*The task*. Pull out every line of the records that contains the word "person" and copy each one.

Coordinate annotation records:
===============

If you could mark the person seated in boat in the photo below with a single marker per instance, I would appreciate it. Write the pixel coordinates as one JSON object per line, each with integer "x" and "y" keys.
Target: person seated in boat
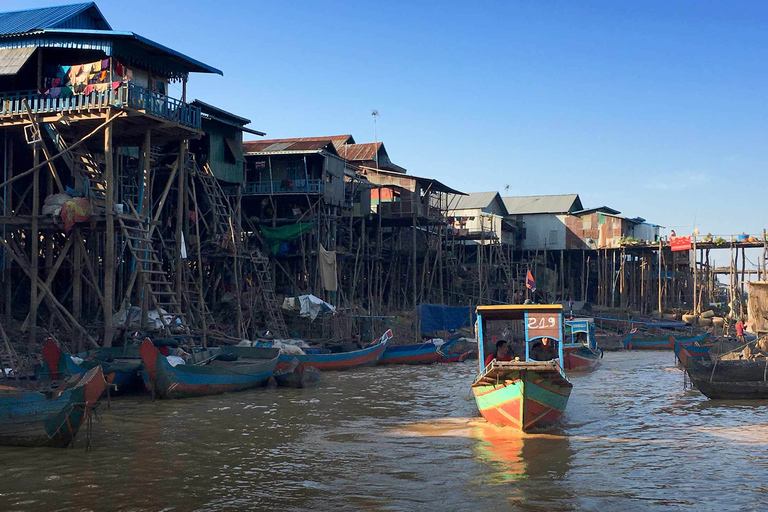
{"x": 543, "y": 351}
{"x": 501, "y": 353}
{"x": 740, "y": 331}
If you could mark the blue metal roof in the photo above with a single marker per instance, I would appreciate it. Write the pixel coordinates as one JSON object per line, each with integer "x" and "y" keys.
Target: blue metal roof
{"x": 77, "y": 16}
{"x": 111, "y": 42}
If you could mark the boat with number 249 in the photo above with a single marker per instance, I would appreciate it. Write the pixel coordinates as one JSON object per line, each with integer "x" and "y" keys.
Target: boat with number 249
{"x": 525, "y": 393}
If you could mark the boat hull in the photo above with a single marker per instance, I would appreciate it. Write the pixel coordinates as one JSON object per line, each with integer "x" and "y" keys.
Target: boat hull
{"x": 580, "y": 358}
{"x": 455, "y": 358}
{"x": 184, "y": 381}
{"x": 339, "y": 361}
{"x": 30, "y": 419}
{"x": 524, "y": 400}
{"x": 120, "y": 369}
{"x": 660, "y": 343}
{"x": 300, "y": 377}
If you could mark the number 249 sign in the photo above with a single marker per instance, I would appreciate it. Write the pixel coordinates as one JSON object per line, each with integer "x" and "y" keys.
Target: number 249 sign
{"x": 543, "y": 324}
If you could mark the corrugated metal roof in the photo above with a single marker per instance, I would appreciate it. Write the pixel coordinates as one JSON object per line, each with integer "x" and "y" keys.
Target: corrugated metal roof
{"x": 521, "y": 205}
{"x": 62, "y": 16}
{"x": 361, "y": 152}
{"x": 472, "y": 201}
{"x": 274, "y": 146}
{"x": 12, "y": 60}
{"x": 338, "y": 140}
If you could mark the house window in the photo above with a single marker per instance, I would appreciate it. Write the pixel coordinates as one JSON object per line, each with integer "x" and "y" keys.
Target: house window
{"x": 552, "y": 237}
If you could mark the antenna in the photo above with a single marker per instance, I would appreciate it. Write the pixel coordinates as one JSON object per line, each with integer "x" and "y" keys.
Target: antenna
{"x": 375, "y": 114}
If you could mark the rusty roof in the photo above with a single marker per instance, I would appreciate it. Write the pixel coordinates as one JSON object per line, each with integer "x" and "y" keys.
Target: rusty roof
{"x": 361, "y": 152}
{"x": 288, "y": 146}
{"x": 338, "y": 141}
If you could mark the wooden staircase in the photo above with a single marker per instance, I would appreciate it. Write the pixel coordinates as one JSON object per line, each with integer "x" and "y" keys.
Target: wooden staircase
{"x": 220, "y": 210}
{"x": 262, "y": 278}
{"x": 504, "y": 262}
{"x": 84, "y": 167}
{"x": 136, "y": 231}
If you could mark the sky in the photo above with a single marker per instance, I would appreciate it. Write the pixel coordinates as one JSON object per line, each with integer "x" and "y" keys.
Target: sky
{"x": 654, "y": 108}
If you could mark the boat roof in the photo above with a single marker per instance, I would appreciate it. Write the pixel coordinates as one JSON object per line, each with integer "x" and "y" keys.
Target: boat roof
{"x": 515, "y": 311}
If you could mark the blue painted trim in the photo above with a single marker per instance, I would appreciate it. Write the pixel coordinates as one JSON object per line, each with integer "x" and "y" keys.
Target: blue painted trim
{"x": 480, "y": 342}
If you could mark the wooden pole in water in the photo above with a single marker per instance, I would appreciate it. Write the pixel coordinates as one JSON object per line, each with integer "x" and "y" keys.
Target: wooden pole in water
{"x": 695, "y": 278}
{"x": 660, "y": 256}
{"x": 109, "y": 241}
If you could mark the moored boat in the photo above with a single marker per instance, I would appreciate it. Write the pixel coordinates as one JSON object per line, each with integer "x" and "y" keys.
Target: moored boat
{"x": 120, "y": 365}
{"x": 525, "y": 393}
{"x": 422, "y": 353}
{"x": 659, "y": 343}
{"x": 325, "y": 359}
{"x": 582, "y": 353}
{"x": 297, "y": 376}
{"x": 49, "y": 417}
{"x": 207, "y": 372}
{"x": 455, "y": 358}
{"x": 733, "y": 379}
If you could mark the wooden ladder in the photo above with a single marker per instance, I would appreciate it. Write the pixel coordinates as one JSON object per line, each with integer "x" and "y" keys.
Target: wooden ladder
{"x": 508, "y": 273}
{"x": 8, "y": 357}
{"x": 263, "y": 279}
{"x": 219, "y": 205}
{"x": 161, "y": 293}
{"x": 84, "y": 167}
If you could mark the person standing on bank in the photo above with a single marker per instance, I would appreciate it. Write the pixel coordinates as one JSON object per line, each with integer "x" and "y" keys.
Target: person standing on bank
{"x": 501, "y": 353}
{"x": 740, "y": 331}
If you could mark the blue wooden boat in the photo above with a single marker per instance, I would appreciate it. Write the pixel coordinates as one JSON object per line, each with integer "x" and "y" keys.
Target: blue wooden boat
{"x": 582, "y": 352}
{"x": 326, "y": 359}
{"x": 120, "y": 365}
{"x": 526, "y": 393}
{"x": 51, "y": 417}
{"x": 660, "y": 343}
{"x": 422, "y": 353}
{"x": 208, "y": 372}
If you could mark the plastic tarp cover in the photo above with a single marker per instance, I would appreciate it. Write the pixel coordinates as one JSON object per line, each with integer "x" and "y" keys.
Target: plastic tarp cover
{"x": 277, "y": 235}
{"x": 445, "y": 318}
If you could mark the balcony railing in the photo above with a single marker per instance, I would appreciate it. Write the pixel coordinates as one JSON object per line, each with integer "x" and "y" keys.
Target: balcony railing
{"x": 126, "y": 95}
{"x": 252, "y": 188}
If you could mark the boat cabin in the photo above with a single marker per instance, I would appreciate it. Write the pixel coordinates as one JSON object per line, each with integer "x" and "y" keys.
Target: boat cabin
{"x": 524, "y": 328}
{"x": 581, "y": 332}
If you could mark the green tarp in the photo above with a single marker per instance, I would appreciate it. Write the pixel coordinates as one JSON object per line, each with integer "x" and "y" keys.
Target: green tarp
{"x": 278, "y": 235}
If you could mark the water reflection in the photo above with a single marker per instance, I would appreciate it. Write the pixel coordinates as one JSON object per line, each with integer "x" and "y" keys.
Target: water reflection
{"x": 402, "y": 438}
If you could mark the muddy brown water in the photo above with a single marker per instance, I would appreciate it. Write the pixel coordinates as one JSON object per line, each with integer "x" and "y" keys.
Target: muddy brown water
{"x": 410, "y": 438}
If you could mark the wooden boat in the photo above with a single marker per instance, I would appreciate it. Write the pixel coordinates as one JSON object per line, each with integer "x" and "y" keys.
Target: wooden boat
{"x": 455, "y": 358}
{"x": 689, "y": 349}
{"x": 207, "y": 375}
{"x": 326, "y": 359}
{"x": 51, "y": 417}
{"x": 526, "y": 393}
{"x": 298, "y": 376}
{"x": 423, "y": 353}
{"x": 733, "y": 380}
{"x": 661, "y": 343}
{"x": 120, "y": 365}
{"x": 582, "y": 353}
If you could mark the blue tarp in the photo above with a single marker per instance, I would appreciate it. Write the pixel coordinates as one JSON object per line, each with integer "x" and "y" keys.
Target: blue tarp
{"x": 445, "y": 318}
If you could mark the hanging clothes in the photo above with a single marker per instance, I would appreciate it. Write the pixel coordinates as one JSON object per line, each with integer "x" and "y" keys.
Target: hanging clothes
{"x": 326, "y": 262}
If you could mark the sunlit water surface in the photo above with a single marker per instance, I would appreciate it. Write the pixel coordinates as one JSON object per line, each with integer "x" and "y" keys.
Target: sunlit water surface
{"x": 410, "y": 438}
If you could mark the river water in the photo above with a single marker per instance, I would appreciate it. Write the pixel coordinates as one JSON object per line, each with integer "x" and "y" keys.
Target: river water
{"x": 410, "y": 438}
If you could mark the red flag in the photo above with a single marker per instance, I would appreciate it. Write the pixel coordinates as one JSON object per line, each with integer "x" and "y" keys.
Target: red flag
{"x": 529, "y": 282}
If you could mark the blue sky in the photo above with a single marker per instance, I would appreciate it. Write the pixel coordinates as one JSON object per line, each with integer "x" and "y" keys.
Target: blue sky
{"x": 654, "y": 108}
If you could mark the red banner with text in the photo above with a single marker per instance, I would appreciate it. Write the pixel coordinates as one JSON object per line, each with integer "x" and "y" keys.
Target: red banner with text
{"x": 680, "y": 243}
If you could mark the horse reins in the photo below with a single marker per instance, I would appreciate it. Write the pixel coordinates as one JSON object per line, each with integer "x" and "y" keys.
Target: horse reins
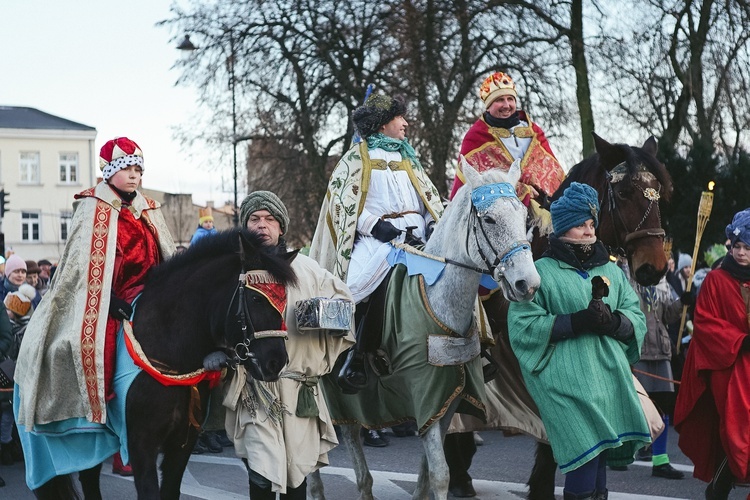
{"x": 651, "y": 194}
{"x": 249, "y": 334}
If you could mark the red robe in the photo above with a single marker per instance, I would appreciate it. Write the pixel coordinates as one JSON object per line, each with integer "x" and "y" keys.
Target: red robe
{"x": 137, "y": 252}
{"x": 483, "y": 151}
{"x": 712, "y": 413}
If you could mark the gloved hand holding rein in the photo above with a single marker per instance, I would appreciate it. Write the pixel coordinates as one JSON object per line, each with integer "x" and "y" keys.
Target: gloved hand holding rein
{"x": 119, "y": 309}
{"x": 597, "y": 318}
{"x": 384, "y": 231}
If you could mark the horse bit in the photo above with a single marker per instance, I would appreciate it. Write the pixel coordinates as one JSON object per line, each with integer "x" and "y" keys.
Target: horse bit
{"x": 249, "y": 334}
{"x": 616, "y": 175}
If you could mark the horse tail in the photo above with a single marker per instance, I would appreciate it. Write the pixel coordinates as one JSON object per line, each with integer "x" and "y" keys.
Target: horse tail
{"x": 58, "y": 488}
{"x": 542, "y": 480}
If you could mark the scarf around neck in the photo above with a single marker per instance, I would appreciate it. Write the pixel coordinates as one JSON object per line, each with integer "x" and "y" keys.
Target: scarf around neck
{"x": 506, "y": 123}
{"x": 581, "y": 257}
{"x": 737, "y": 271}
{"x": 382, "y": 141}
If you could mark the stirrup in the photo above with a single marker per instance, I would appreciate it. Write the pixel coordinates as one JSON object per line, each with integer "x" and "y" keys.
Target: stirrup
{"x": 352, "y": 377}
{"x": 380, "y": 363}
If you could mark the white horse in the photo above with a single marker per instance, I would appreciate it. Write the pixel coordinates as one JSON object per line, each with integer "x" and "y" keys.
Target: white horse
{"x": 483, "y": 229}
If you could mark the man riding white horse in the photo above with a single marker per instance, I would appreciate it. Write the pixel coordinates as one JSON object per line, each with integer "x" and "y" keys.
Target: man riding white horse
{"x": 377, "y": 191}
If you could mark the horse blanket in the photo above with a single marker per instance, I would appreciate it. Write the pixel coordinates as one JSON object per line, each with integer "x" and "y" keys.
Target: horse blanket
{"x": 415, "y": 390}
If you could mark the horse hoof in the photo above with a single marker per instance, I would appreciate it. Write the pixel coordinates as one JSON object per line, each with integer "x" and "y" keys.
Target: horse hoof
{"x": 352, "y": 377}
{"x": 465, "y": 490}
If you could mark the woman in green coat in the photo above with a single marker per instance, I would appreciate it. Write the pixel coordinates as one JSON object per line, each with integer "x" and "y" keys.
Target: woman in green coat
{"x": 575, "y": 343}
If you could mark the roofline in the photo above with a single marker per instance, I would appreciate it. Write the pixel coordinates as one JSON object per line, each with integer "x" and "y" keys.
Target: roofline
{"x": 32, "y": 133}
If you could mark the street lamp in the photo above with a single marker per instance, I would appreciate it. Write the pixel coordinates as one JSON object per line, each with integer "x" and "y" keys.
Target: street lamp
{"x": 187, "y": 45}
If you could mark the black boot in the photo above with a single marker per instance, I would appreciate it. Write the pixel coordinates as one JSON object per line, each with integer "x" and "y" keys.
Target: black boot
{"x": 583, "y": 496}
{"x": 260, "y": 493}
{"x": 353, "y": 377}
{"x": 298, "y": 493}
{"x": 721, "y": 485}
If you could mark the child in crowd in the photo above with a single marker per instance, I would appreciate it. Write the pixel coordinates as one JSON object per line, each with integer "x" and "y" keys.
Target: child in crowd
{"x": 205, "y": 224}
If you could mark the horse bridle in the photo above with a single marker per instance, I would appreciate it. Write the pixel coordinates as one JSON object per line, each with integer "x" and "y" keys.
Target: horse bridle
{"x": 497, "y": 267}
{"x": 651, "y": 194}
{"x": 242, "y": 315}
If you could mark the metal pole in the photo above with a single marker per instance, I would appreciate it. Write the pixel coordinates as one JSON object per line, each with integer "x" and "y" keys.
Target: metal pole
{"x": 234, "y": 131}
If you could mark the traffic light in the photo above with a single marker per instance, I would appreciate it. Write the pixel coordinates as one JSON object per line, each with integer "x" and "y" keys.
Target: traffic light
{"x": 3, "y": 203}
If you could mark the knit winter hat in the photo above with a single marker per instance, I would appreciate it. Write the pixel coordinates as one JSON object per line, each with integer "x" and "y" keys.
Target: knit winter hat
{"x": 739, "y": 229}
{"x": 683, "y": 261}
{"x": 32, "y": 267}
{"x": 20, "y": 302}
{"x": 578, "y": 204}
{"x": 714, "y": 253}
{"x": 377, "y": 110}
{"x": 117, "y": 154}
{"x": 264, "y": 200}
{"x": 14, "y": 262}
{"x": 205, "y": 215}
{"x": 496, "y": 85}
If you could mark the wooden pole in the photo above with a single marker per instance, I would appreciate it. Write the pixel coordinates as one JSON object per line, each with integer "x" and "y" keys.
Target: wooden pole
{"x": 704, "y": 213}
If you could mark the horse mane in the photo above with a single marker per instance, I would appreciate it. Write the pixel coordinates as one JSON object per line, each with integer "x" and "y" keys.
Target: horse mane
{"x": 590, "y": 170}
{"x": 225, "y": 244}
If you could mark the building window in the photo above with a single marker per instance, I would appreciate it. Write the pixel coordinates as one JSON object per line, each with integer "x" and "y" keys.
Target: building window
{"x": 69, "y": 168}
{"x": 29, "y": 163}
{"x": 29, "y": 226}
{"x": 65, "y": 219}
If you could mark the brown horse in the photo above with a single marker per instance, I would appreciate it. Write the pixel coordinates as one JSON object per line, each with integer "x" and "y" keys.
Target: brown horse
{"x": 631, "y": 182}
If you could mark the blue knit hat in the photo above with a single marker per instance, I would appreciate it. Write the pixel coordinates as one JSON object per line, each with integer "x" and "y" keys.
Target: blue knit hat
{"x": 739, "y": 229}
{"x": 579, "y": 203}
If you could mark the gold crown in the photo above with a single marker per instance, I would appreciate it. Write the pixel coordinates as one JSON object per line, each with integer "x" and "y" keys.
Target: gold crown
{"x": 494, "y": 86}
{"x": 205, "y": 214}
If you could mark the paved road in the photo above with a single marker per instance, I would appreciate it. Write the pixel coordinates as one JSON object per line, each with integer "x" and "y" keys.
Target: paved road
{"x": 500, "y": 469}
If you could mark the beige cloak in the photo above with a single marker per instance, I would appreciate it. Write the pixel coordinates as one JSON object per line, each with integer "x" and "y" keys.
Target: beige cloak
{"x": 345, "y": 198}
{"x": 60, "y": 368}
{"x": 286, "y": 452}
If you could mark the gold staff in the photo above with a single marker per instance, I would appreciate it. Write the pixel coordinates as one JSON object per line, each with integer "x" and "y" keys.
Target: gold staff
{"x": 704, "y": 213}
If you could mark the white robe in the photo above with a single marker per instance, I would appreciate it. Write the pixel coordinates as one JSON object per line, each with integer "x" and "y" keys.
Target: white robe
{"x": 390, "y": 191}
{"x": 286, "y": 453}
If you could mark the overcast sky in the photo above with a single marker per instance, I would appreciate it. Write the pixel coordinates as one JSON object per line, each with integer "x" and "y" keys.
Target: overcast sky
{"x": 104, "y": 63}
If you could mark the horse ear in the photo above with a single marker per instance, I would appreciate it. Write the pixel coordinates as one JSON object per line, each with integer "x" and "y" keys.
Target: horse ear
{"x": 610, "y": 155}
{"x": 650, "y": 146}
{"x": 473, "y": 179}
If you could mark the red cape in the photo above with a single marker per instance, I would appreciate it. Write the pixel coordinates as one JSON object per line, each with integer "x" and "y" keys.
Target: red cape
{"x": 712, "y": 413}
{"x": 540, "y": 168}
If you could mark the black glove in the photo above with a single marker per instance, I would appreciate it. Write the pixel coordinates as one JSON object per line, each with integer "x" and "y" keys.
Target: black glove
{"x": 215, "y": 361}
{"x": 429, "y": 230}
{"x": 119, "y": 309}
{"x": 687, "y": 299}
{"x": 596, "y": 318}
{"x": 384, "y": 231}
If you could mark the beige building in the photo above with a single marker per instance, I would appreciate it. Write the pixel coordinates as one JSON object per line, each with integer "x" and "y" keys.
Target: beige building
{"x": 44, "y": 161}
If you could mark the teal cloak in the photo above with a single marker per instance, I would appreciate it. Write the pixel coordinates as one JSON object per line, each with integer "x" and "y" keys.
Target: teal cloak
{"x": 582, "y": 386}
{"x": 415, "y": 390}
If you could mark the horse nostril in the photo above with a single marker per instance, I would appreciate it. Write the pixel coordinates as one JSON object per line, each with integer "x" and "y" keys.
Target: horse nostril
{"x": 647, "y": 275}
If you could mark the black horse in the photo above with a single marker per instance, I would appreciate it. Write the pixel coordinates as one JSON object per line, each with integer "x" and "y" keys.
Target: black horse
{"x": 193, "y": 304}
{"x": 631, "y": 183}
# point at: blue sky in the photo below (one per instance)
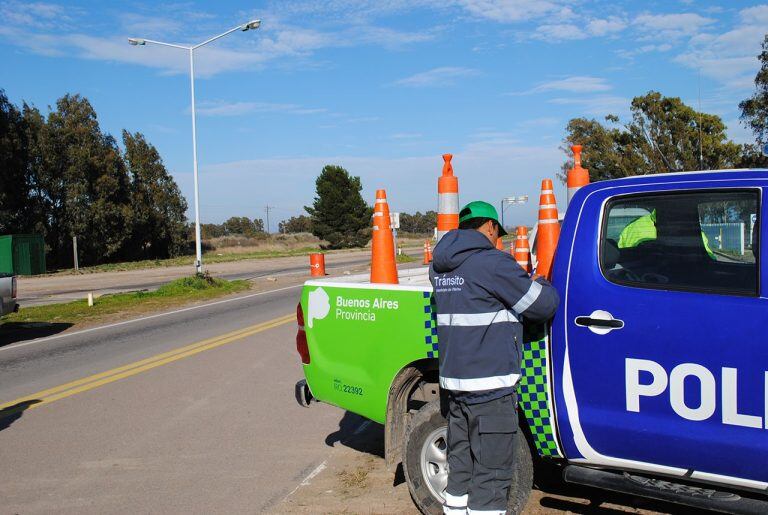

===============

*Full answer*.
If you could mark the person seated in boat in the photo below with a single marker per instance, I would appreciate it. Write the pixel coordinates as one JSON object per line, each with integer "x" and "y" keys.
Target: person seated in boat
If you could mark the person standing on bank in the photo above with a single marker per instance, I would appreciate it. Write the pixel coordinates as one JSON object per line, each with integer "x" and "y" keys.
Target: person standing on bank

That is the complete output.